SUPPLIED ENTRIES:
'''
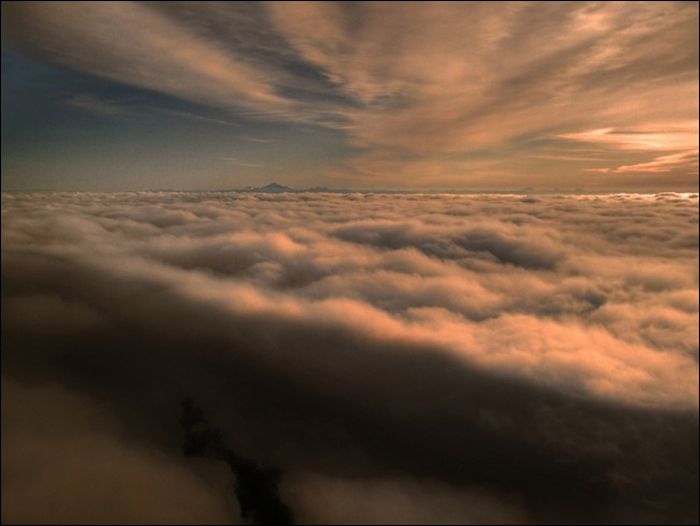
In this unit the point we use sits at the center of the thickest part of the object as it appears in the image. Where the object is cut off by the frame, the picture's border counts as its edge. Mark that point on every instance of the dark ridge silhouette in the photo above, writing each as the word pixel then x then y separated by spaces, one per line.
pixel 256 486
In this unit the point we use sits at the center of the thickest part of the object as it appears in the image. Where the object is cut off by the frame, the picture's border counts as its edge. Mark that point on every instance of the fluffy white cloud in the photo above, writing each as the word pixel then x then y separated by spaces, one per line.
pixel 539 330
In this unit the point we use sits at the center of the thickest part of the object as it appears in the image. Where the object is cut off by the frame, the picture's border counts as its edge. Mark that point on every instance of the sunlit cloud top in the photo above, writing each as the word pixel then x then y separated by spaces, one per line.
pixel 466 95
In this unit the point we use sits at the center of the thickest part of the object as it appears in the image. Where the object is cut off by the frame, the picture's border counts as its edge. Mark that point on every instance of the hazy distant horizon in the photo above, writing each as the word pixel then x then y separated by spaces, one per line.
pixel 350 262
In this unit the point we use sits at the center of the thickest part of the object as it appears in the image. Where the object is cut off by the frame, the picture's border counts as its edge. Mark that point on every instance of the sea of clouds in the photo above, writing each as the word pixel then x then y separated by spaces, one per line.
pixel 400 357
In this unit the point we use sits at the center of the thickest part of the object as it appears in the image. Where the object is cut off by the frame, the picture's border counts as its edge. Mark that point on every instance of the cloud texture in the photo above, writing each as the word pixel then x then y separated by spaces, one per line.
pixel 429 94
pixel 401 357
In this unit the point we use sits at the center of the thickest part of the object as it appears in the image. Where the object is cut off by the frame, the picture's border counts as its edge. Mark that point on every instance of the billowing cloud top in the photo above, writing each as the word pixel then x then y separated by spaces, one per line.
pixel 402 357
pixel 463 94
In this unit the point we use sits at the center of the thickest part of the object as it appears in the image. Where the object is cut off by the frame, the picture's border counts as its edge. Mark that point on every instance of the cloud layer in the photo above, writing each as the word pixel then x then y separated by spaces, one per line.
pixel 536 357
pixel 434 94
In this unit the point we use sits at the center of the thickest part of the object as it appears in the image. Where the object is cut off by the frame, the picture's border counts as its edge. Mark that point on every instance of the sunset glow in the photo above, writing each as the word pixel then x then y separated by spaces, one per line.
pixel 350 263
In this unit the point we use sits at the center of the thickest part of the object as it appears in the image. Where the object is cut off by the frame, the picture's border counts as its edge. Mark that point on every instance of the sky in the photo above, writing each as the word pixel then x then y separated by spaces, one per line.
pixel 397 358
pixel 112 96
'''
'''
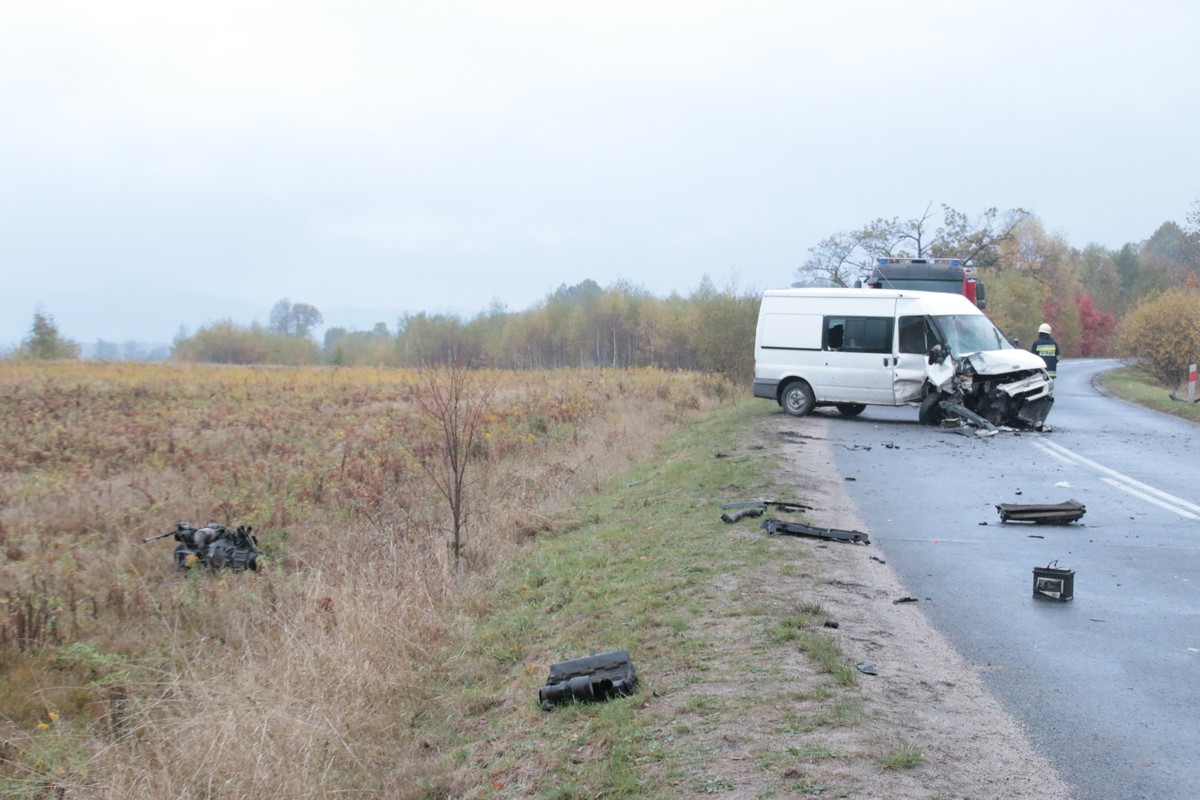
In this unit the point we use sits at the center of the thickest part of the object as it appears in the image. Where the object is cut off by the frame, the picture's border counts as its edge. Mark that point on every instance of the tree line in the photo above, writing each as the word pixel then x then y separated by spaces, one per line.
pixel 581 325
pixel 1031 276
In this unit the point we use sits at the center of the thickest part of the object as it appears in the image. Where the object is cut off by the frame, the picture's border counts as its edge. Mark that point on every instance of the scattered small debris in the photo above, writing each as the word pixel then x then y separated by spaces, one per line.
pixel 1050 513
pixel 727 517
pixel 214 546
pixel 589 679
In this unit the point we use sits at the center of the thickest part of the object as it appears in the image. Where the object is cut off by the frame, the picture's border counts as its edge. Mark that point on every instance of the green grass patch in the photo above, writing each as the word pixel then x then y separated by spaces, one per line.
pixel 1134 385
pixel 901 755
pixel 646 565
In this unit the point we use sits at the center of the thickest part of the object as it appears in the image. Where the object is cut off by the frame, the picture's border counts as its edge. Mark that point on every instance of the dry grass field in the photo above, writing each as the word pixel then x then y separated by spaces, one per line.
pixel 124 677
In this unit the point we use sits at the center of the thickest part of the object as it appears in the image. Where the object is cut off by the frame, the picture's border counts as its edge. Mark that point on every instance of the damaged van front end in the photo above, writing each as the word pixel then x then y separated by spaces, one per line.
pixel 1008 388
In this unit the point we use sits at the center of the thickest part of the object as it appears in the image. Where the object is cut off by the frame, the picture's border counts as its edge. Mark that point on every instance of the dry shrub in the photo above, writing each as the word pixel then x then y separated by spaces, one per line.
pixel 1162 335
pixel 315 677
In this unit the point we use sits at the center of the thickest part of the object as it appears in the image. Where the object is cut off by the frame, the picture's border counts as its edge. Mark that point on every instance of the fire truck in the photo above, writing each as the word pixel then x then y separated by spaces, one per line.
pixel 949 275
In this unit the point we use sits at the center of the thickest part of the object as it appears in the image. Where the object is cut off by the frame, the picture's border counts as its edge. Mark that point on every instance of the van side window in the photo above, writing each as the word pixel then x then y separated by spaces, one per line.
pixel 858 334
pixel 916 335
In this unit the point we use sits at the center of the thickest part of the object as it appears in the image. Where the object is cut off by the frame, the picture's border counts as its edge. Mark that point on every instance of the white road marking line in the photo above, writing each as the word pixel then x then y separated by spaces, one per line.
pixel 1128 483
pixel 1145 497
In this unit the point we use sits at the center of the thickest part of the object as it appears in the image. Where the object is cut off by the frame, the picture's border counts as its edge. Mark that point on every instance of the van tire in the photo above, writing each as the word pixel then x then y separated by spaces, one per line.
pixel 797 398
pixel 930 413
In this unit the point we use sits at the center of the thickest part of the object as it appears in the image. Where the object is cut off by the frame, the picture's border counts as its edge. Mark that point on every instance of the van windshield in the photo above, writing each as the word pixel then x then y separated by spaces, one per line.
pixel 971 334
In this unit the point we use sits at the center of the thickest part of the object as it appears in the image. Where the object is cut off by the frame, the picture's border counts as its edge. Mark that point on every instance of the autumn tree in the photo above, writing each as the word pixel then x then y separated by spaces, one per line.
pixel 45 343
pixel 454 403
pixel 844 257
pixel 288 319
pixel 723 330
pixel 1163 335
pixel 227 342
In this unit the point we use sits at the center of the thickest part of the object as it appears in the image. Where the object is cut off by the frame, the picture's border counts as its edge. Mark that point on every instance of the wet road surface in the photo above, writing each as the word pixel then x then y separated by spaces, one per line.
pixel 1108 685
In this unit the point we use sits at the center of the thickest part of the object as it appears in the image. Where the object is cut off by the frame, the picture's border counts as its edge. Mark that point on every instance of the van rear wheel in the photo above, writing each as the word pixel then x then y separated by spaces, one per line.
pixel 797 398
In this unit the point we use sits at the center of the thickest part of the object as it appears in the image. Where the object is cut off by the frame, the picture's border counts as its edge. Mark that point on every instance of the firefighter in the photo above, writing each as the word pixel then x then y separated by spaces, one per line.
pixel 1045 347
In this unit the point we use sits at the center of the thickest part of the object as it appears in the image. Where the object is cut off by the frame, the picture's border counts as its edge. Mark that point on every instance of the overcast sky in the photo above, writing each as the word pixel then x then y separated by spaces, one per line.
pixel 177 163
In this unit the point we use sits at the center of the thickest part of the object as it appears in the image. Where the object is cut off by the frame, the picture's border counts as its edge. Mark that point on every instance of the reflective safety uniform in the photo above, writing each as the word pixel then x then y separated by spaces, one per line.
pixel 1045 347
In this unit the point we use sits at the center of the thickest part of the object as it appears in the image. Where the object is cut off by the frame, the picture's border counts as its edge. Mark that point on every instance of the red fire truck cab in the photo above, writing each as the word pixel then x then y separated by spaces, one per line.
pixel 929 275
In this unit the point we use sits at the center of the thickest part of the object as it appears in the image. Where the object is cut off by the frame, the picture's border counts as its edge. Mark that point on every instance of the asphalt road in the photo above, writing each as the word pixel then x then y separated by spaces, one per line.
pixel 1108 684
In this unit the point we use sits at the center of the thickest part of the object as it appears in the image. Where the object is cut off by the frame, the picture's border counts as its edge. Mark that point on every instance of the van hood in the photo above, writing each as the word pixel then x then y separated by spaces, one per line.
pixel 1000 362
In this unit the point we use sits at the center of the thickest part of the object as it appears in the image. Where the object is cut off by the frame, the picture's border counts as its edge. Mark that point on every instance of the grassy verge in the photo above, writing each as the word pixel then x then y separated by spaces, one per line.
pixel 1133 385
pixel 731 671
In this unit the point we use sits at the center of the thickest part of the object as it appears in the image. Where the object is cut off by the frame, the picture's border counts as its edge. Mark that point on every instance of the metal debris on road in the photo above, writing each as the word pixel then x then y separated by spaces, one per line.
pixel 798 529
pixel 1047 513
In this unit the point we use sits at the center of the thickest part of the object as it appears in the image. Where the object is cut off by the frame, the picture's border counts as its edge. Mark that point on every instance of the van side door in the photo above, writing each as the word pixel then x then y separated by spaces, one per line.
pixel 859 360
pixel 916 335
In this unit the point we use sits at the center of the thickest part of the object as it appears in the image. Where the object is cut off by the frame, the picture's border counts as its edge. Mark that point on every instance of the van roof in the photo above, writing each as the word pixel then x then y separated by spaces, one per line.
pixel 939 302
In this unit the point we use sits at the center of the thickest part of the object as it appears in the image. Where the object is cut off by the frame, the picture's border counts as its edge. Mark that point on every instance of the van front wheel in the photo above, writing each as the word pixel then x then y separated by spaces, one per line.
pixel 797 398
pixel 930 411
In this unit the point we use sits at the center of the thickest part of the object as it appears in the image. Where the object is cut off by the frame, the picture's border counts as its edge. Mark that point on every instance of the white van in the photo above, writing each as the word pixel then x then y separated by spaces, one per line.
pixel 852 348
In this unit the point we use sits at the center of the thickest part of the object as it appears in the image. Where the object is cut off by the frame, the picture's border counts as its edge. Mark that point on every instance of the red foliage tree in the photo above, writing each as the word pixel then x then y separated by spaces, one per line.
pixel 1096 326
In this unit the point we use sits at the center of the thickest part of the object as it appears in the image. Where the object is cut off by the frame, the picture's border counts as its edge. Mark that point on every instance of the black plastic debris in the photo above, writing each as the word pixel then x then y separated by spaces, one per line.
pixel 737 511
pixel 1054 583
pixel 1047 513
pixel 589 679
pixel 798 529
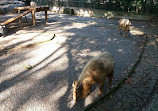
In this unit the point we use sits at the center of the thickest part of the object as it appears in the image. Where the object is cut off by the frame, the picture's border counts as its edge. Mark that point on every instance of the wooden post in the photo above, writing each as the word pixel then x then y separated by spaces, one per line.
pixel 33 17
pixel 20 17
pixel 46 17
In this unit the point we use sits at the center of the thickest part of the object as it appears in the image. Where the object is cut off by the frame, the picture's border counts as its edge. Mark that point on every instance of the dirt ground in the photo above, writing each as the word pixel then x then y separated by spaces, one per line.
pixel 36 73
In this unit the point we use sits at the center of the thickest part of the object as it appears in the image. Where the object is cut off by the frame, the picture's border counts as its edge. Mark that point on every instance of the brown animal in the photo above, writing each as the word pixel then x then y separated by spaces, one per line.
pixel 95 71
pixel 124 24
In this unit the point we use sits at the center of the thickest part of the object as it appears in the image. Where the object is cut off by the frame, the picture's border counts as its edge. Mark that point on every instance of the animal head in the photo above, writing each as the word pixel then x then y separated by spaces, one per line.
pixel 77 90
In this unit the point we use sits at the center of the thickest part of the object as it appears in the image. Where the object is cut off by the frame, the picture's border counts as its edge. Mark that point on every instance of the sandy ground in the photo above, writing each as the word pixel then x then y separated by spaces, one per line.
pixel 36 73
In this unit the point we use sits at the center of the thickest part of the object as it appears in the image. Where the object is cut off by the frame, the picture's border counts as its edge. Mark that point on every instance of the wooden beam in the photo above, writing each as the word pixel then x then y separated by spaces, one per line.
'''
EXERCISE REQUIREMENTS: Count how many of the lines above contain the word "road", treating uppercase and lowercase as different. Reply with the number only.

OUTPUT BELOW: 4